**TEXT UNDER STUDY**.

┌──

• China
  • China, Tang period
  • Late 7th to 8th centuries
  • Silver gilt
  • H-6.8 D-15
Catalogue Entry

Pieces like this silver-gilt bowl are the result of an old Near Eastern vessel form being transformed by Tang Chinese metalworkers. A similar bowl shape, without a foot ring, appears on a sixth-fifth century-B.C. carved stone stairway at Persepolis, and a slightly later glass example was found in the Treasury there.1 Exactly when such bowl shapes made their way into China is unclear, but a Near Eastern silver example unearthed at Datong in Shanxi province dates from the Northern Wei dynasty (A.D. 398-534).2 This metal version is also footless with a centrally placed raised ridge. During the Tang period (A.D. 618-907) this bowl shape, with a foot ring, became a form popular with ceramic and metal artisans alike.3

The Shumei bowl was hammered into shape from a single circular piece of silver and fashioned with a flared lip. A band of silver was shaped into a tapered-shaped foot ring, then soldered onto the bowl base.4 The protruding ridge line, encompassing the middle portion of the bowl's belly, was formed by hammering or chasing a thin line on the bowl's interior. The line appearing on the bowl's exterior was first scraped to form a sharp ridge, then gilded. The upper and lower bowl surfaces feature familiar Near Eastern chased and gilt designs of birds, tree of life motifs and floral sprays, in addition to butterflies, a favored Chinese motif.5 A ring-matted background, fashioned to be the same relief height as the chased designs, patterns the remaining bowl surface. The exterior surface of the bowl foot is also decorated with a single register of chased and gilt birds and floral motifs.

└──

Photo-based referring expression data

┌──

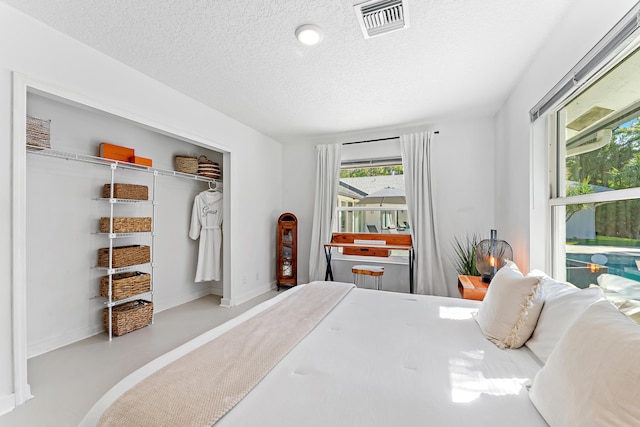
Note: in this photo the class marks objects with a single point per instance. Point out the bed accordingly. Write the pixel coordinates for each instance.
(374, 359)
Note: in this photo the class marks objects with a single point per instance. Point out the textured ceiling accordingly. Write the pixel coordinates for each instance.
(458, 57)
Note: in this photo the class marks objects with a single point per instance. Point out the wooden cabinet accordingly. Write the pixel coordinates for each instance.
(472, 287)
(287, 247)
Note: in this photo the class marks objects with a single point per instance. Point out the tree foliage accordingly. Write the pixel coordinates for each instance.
(615, 166)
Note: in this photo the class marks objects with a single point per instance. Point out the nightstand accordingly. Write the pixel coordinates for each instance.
(472, 287)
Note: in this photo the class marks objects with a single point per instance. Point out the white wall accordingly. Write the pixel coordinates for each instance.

└──

**PROBLEM DESCRIPTION**. Continue the catalogue entry on the Tang silver-gilt bowl, picking up after its final sentence.

**ANSWER BOX**.
A gold footed bowl without decoration was excavated from the Xi'an area at the Northwest Medical Apparatus and Instrument Factory site.6 Several plain silver examples has been unearthed at Hejia village, and a lobed version, with tree of life motifs and birds holding floral sprays in their beaks, has been excavated at Sha'po village.7

In the West, the Pierre Uldry collection has a version similar in shape; however, this vessel features different floral motifs, and the entire piece has been gilded.8 The Minneapolis Institute of Art also has a comparable example,9 as do the British Museum and the Hakutsuru Art Museum in Japan.10

1. Stairway: see Ghrishman 1964, p. 177, pl. 223; Treasury: see ibid., p. 260, fig. 547. This bowl shape can also be found in sixth-century B.C. Greece, and a silver example was unearthed at the Hera Limenia sanctuary at Perachora (see Payne 1940, p. 150).
2. Buddhist caves at Yungang, situated just outside of Datong, reflect Indian, Iranian, and Roman-Byzantine art influences. On the excavated Near Eastern bowl see Wenwu 1972.1, pp. 83-84, p. 91 for fig. 28.
3. He 1989, pls. 320, 325.
4. Technical information courtesy of Pieter Meyers and Richard H. Kimball.
5. The tree of life motif can be traced to Mesopotamia, where it was believed that plant life had god-like qualities. For information about the motif and its importance in Assyrian art (c. 1350-1000 B.C.) see Frankfort 1970, p.135-37.
6. Li and Shen 1995, p. 24.
7. Han Wei, ed. 1989, pls. 118-119; see also Wenwu 1964.6, fig. 1.
8. Uldry 1994, pl. 144.
9. Gyllensvard, fig 1a, pl. 5.
10. Metropolitan Museum 1996, p.152.